## [TASK DIRECTIONS]
Restate the data below word for word. Leave the images out.
[[ THE DATA open ]]
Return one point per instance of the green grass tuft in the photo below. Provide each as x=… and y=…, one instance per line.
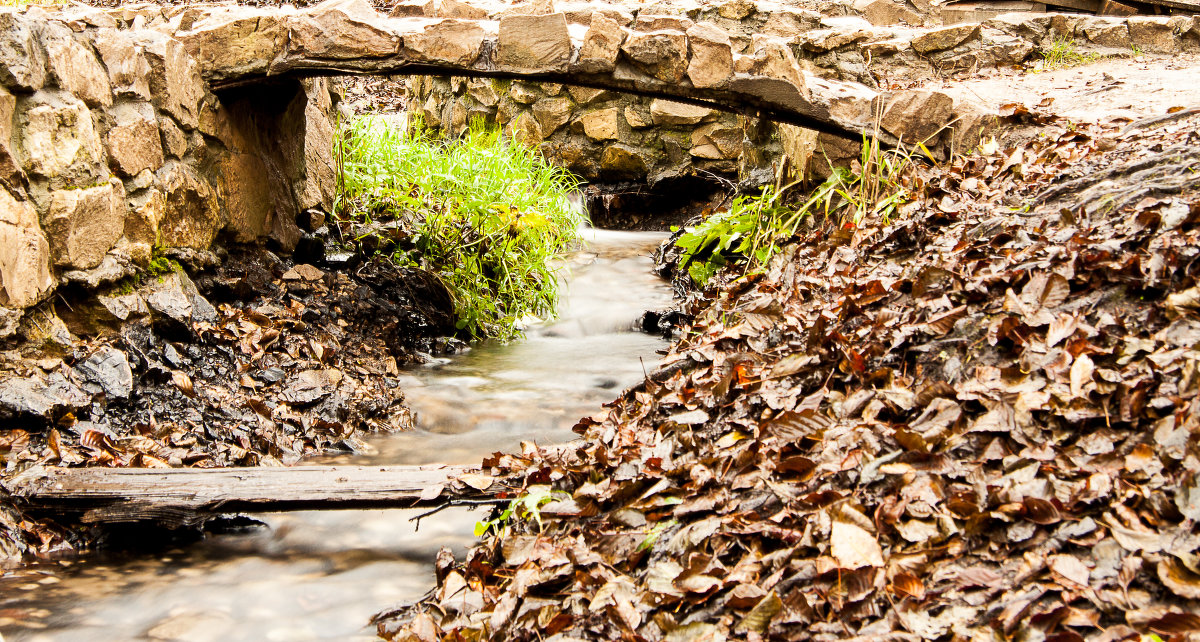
x=756, y=226
x=489, y=217
x=1063, y=54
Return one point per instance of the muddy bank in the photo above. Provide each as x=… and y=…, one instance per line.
x=976, y=421
x=256, y=361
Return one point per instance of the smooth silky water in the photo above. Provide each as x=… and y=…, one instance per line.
x=321, y=575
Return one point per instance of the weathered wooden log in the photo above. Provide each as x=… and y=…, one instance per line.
x=180, y=497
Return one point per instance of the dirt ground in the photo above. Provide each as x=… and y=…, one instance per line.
x=1108, y=90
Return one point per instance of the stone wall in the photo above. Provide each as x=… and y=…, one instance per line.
x=112, y=149
x=606, y=136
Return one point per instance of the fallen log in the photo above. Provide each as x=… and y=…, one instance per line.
x=179, y=497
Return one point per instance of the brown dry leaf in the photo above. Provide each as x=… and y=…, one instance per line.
x=183, y=382
x=853, y=547
x=1081, y=376
x=1179, y=579
x=479, y=481
x=759, y=618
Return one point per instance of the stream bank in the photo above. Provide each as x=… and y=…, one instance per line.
x=321, y=575
x=976, y=421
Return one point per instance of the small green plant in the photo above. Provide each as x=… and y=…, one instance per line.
x=653, y=534
x=1063, y=54
x=160, y=265
x=525, y=507
x=489, y=217
x=755, y=226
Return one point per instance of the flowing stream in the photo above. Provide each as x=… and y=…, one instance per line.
x=321, y=575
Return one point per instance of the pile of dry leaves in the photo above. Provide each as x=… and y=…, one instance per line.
x=978, y=423
x=259, y=363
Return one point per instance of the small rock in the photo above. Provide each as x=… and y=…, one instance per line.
x=304, y=273
x=270, y=375
x=109, y=370
x=945, y=39
x=41, y=397
x=111, y=270
x=601, y=45
x=601, y=124
x=175, y=299
x=457, y=42
x=663, y=54
x=310, y=385
x=552, y=113
x=677, y=113
x=712, y=57
x=124, y=306
x=10, y=319
x=534, y=42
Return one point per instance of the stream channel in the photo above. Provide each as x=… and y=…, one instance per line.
x=322, y=575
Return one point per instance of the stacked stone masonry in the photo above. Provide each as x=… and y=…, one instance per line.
x=113, y=148
x=606, y=136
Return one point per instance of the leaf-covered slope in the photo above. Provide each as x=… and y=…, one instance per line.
x=978, y=423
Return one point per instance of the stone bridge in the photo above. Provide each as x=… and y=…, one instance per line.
x=663, y=57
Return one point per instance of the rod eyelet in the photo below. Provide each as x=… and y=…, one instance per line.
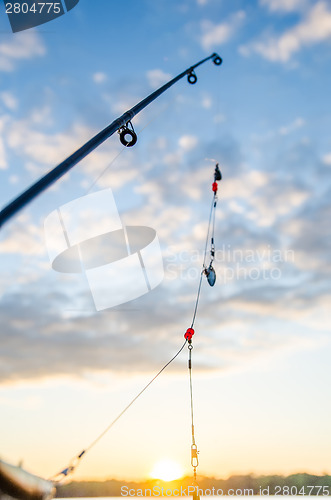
x=192, y=78
x=124, y=132
x=217, y=60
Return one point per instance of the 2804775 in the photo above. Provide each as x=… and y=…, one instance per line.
x=303, y=490
x=34, y=8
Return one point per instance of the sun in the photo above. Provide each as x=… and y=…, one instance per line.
x=167, y=470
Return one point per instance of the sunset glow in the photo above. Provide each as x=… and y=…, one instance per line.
x=167, y=470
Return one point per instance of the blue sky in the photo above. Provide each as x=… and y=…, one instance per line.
x=263, y=342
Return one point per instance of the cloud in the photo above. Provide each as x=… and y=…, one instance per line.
x=284, y=5
x=217, y=34
x=3, y=155
x=291, y=127
x=188, y=142
x=314, y=28
x=157, y=77
x=99, y=77
x=22, y=46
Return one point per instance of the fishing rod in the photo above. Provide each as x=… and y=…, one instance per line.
x=122, y=125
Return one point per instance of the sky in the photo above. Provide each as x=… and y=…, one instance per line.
x=262, y=345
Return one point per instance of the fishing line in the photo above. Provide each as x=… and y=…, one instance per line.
x=74, y=462
x=188, y=340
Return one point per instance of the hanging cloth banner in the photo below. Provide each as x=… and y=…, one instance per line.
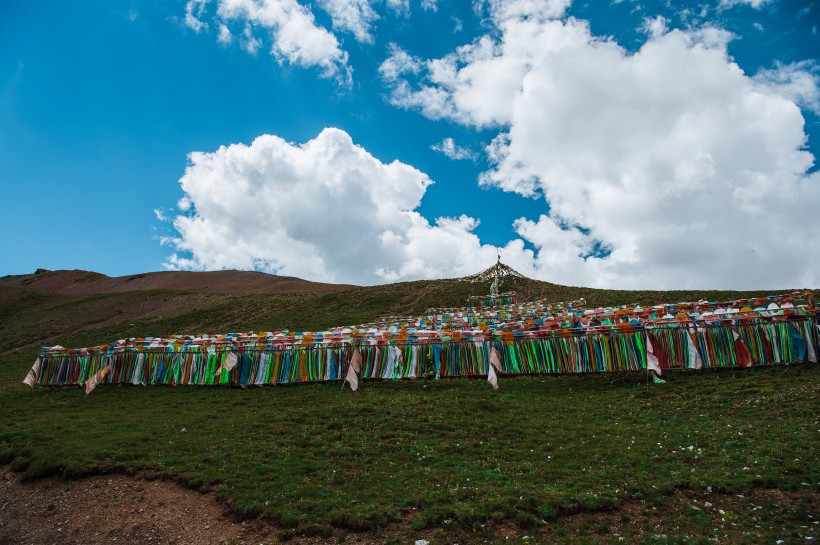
x=33, y=376
x=258, y=362
x=96, y=379
x=354, y=369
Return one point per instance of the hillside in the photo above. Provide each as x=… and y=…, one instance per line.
x=543, y=460
x=79, y=308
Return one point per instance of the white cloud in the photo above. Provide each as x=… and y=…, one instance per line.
x=399, y=7
x=398, y=64
x=324, y=210
x=193, y=11
x=224, y=37
x=799, y=81
x=291, y=28
x=452, y=150
x=756, y=4
x=503, y=10
x=665, y=168
x=354, y=16
x=655, y=26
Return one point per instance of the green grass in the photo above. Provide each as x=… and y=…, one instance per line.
x=559, y=459
x=447, y=455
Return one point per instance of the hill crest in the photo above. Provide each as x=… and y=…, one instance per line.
x=229, y=282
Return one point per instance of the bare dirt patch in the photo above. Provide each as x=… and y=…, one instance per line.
x=116, y=509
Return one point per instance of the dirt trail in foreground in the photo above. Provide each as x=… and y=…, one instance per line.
x=116, y=509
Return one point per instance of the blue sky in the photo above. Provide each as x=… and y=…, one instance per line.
x=101, y=104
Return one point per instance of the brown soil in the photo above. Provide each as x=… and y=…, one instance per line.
x=132, y=510
x=78, y=282
x=114, y=509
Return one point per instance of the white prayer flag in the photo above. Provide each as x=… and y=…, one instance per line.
x=33, y=375
x=492, y=378
x=652, y=362
x=228, y=364
x=694, y=356
x=354, y=369
x=95, y=381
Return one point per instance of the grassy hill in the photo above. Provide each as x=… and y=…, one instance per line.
x=557, y=459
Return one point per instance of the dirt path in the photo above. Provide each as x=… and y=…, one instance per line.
x=116, y=509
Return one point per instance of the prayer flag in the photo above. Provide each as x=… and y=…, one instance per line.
x=228, y=364
x=33, y=375
x=354, y=369
x=94, y=381
x=694, y=356
x=495, y=363
x=652, y=362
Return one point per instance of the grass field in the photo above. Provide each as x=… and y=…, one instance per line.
x=729, y=455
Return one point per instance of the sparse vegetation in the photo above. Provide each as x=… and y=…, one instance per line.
x=556, y=459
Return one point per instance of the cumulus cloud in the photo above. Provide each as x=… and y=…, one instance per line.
x=756, y=4
x=452, y=150
x=667, y=167
x=800, y=81
x=325, y=210
x=291, y=28
x=354, y=16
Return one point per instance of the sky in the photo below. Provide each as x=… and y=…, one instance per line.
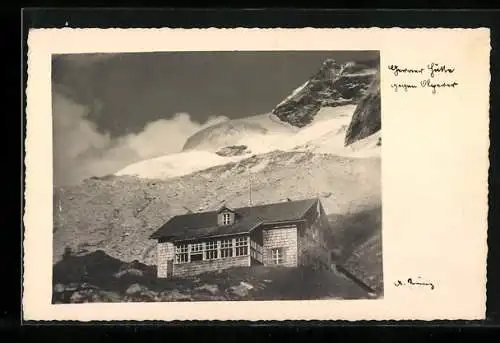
x=111, y=110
[[ THE DATA closed ]]
## [TASK ANSWER]
Return one point per instance of the green grass tuft in the photo below. Provide each as x=… and y=…, one instance per line.
x=756, y=226
x=489, y=217
x=1063, y=54
Return one point per instance of the muddy bank in the photo above. Provide each as x=… and y=…, one instance per line.
x=976, y=421
x=256, y=361
Return one point per instance of the smooth silky water in the photo above. Provide each as x=… and y=…, one instance per line.
x=321, y=575
Return one point per instance of the weathered wooden log in the photo above. Provide each as x=… and y=…, one instance per line.
x=180, y=497
Return one point per instance of the dirt ground in the photo above. Provide each as x=… and y=…, one instance per line.
x=1108, y=90
Return one point per instance of the stone wall in the photo above. Provide each as x=… and y=…, one instance per line.
x=112, y=149
x=606, y=136
Return one point per instance of the fallen log in the photo above. Provide each as x=… and y=…, one instance per line.
x=179, y=497
Return one point per instance of the brown dry leaf in the photo above. Provide each as x=… and y=…, one instance per line.
x=183, y=382
x=853, y=547
x=1081, y=376
x=1179, y=579
x=479, y=481
x=759, y=618
Return one point per instance of the stream bank in the photo above. Provide each as x=… and y=…, one instance per line.
x=321, y=575
x=976, y=421
Return one point per instance of the small green plant in the photo above. Provide each as x=… and y=…, one instance per line.
x=653, y=534
x=1063, y=54
x=160, y=265
x=525, y=507
x=489, y=217
x=755, y=226
Return one point per instance of the flowing stream in the photo above. Provide each as x=… and y=…, one instance per line.
x=321, y=575
Return one point per instance of the pile of dry leaves in the photo above. Provide each as x=… and y=…, one instance per line.
x=978, y=423
x=259, y=363
Return one point per instance of the small rock in the photo above. Provide each as x=… and y=…, one instance per line.
x=304, y=273
x=270, y=375
x=109, y=370
x=945, y=39
x=41, y=397
x=111, y=270
x=601, y=45
x=601, y=124
x=175, y=299
x=457, y=42
x=663, y=54
x=310, y=385
x=552, y=113
x=677, y=113
x=712, y=57
x=124, y=306
x=10, y=319
x=534, y=42
Return one point per instance of the stream channel in the photo above. Provide each as x=… and y=…, one instance per line.
x=322, y=575
Return one point per instance of the stacked stone masonry in the photo above. Provide each as x=… and y=…, one instance per line.
x=113, y=148
x=606, y=136
Return one point per instance of the leaf-covered slope in the photo above. Provide each as x=… and y=…, one instance per line.
x=978, y=423
Return one point per instance of the stone bridge in the photo above. Provide each as x=… and y=…, one instance per line.
x=663, y=57
Return one point per instance of the rod eyelet in the photo below. Provide each as x=… and y=…, one instance per line.
x=192, y=78
x=124, y=132
x=217, y=60
Return one point per instance of the 2804775 in the photo above. Provide each as x=… and y=…, one instance per line.
x=303, y=490
x=34, y=8
Return one point per instance of the sun in the photo above. Provide each as x=… and y=…, one instance per line.
x=167, y=470
Return one point per instance of the sunset glow in the photo above. Provide each as x=… and y=…, one instance per line.
x=167, y=470
Return one point per instance of the blue sky in the photo above. Provide each as x=… and y=…, one instance per line.
x=263, y=342
Return one point per instance of the cloud in the photo above. Provide each as x=… and y=…, one instance per line.
x=284, y=5
x=217, y=34
x=3, y=155
x=291, y=127
x=188, y=142
x=314, y=28
x=157, y=77
x=99, y=77
x=22, y=46
Return one point per instance of the fishing rod in the photo above. Provide each as x=… and y=…, one instance per line.
x=122, y=125
Return one point per instance of the sky in the photo above. Provide each as x=… and y=…, one instance per line.
x=262, y=345
Return one point per instance of the fishing line in the photo above. Provide each as x=… and y=…, one instance per line.
x=74, y=462
x=188, y=340
Return one point per instance of the hanging cloth banner in the photo below. Provide each as x=… and y=…, one instance per line.
x=33, y=376
x=258, y=362
x=96, y=379
x=354, y=369
Return one point per instance of the hillside in the photo above. Provide each as x=… and y=…, one instance per line.
x=543, y=460
x=79, y=308
Return one point per instance of the white cloud in the photo above. Provide each as x=… and y=…, one instance per line.
x=399, y=7
x=398, y=64
x=324, y=210
x=193, y=11
x=224, y=37
x=799, y=81
x=291, y=28
x=452, y=150
x=756, y=4
x=503, y=10
x=665, y=168
x=354, y=16
x=655, y=26
Return one point per instance of the green grass in the photo above. Provide each as x=… and y=…, one instance per line.
x=559, y=459
x=447, y=455
Return one point per instance of the hill crest in the photo above. Provide each as x=… and y=…, one instance per line.
x=229, y=282
Return one point per instance of the bare dirt patch in the photo above. Provide each as x=… and y=…, one instance per line.
x=116, y=509
Return one point per instance of the dirt trail in foreground in the photo above. Provide each as x=… and y=…, one instance per line.
x=116, y=509
Return one point per instance of the blue sky in the photo above. Provide each as x=… and y=…, one instance per line.
x=101, y=104
Return one point per instance of the brown soil in the photo above. Provide each as x=… and y=…, one instance per line.
x=132, y=510
x=78, y=282
x=114, y=509
Return one point per instance of the white prayer flag in the photo above. Provide each as x=… and y=…, one instance per line.
x=33, y=375
x=492, y=378
x=652, y=362
x=228, y=364
x=694, y=356
x=354, y=369
x=95, y=381
Return one point per instance of the grassy hill in the photo above. Provide each as x=… and y=…, one instance per line.
x=557, y=459
Return one point per instance of the dirt path in the photo above. Provide each as x=… and y=…, one instance per line.
x=116, y=509
Return one point per instance of the prayer flag in the photo above. Provide each as x=… and y=…, one instance per line.
x=228, y=364
x=33, y=375
x=354, y=369
x=94, y=381
x=694, y=356
x=495, y=363
x=652, y=362
Return one point per instance of the grass field in the photo above. Provide each as x=… and y=…, one instance per line.
x=729, y=455
Return one point per instance of the sparse vegetation in the photo above. Provide each as x=… and y=…, one instance per line.
x=556, y=459
Return one point per instance of the cumulus cloud in the photo above. Provide each as x=… and y=…, one instance per line.
x=756, y=4
x=452, y=150
x=667, y=167
x=800, y=81
x=325, y=210
x=291, y=28
x=354, y=16
Return one point per instance of the sky in the photo below. Provide each as x=… and y=…, one instance per line.
x=111, y=110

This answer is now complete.